[Requirement]:
Copy each item below word for word, but leave out the pictures.
= = = = = = =
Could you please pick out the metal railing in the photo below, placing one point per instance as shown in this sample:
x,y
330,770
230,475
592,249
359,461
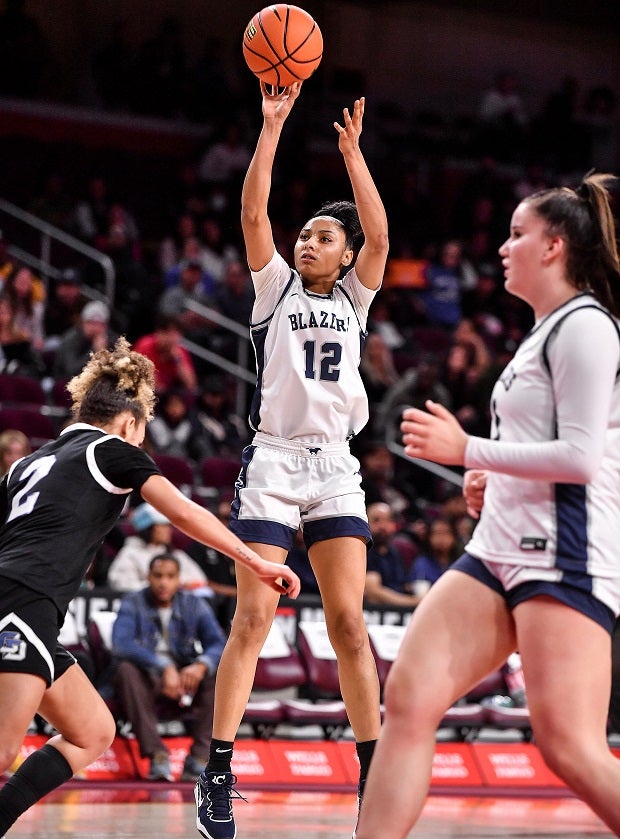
= = = = = = =
[Finished answer]:
Could you please pick out the metal railing in the photo below, placing one point per instance as shown in this sample:
x,y
330,770
230,475
592,249
359,461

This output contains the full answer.